* _Supplied passage_:
↓
In order to provide compatibility, the UTF-8 parser will make a special consideration for the MacRoman encoded copyright character (0xA9), replacing it with the Unicode replacement character. In addition, the XML property list parser, on encountering an invalid property list file, will issue a log and attempt to load it using MacRoman encoding. Note that this might not produce the correct results either, as the original file encoding might have been something else altogether.

CFNumber#

CFNumber hashing algorithm has been improved so that for floating point numbers it takes the whole number (both integral and floating point parts) into account, and the invariant (num1 == num2) does truly imply (hash(num1) == hash(num2)). This latter was not the case in certain corner cases, especially when comparing numbers of different types.
↑
* _Raw data_:
↓
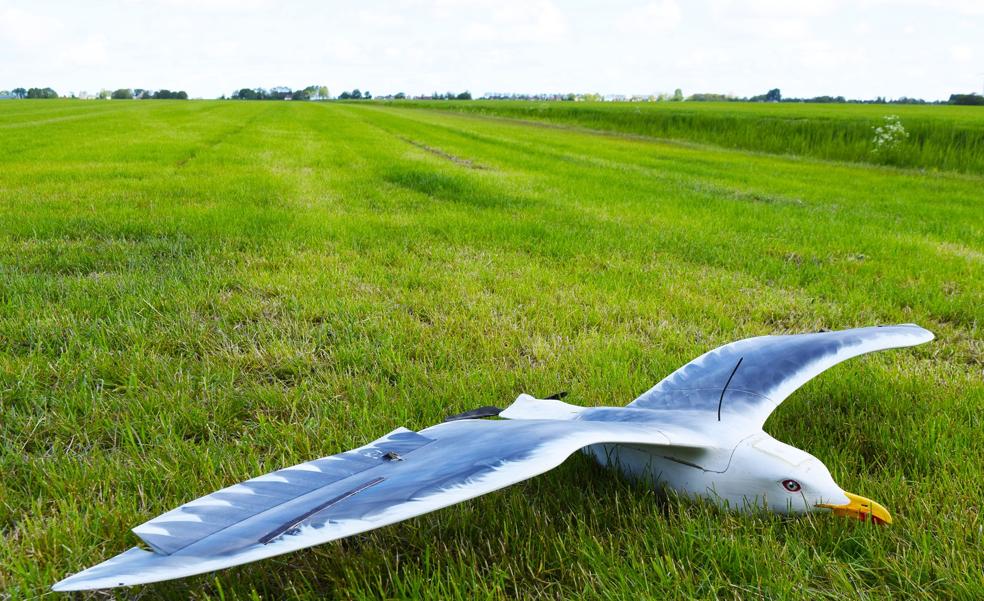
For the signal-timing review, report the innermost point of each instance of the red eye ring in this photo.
(791, 486)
↑
* _Instructions to follow_:
Please copy out the full passage on MacRoman handling and CFNumber hashing, word for word. The listing was drawn from a separate source.

* _The completed task_:
In order to provide compatibility, the UTF-8 parser will make a special consideration for the MacRoman encoded copyright character (0xA9), replacing it with the Unicode replacement character. In addition, the XML property list parser, on encountering an invalid property list file, will issue a log and attempt to load it using MacRoman encoding. Note that this might not produce the correct results either, as the original file encoding might have been something else altogether.

CFNumber#

CFNumber hashing algorithm has been improved so that for floating point numbers it takes the whole number (both integral and floating point parts) into account, and the invariant (num1 == num2) does truly imply (hash(num1) == hash(num2)). This latter was not the case in certain corner cases, especially when comparing numbers of different types.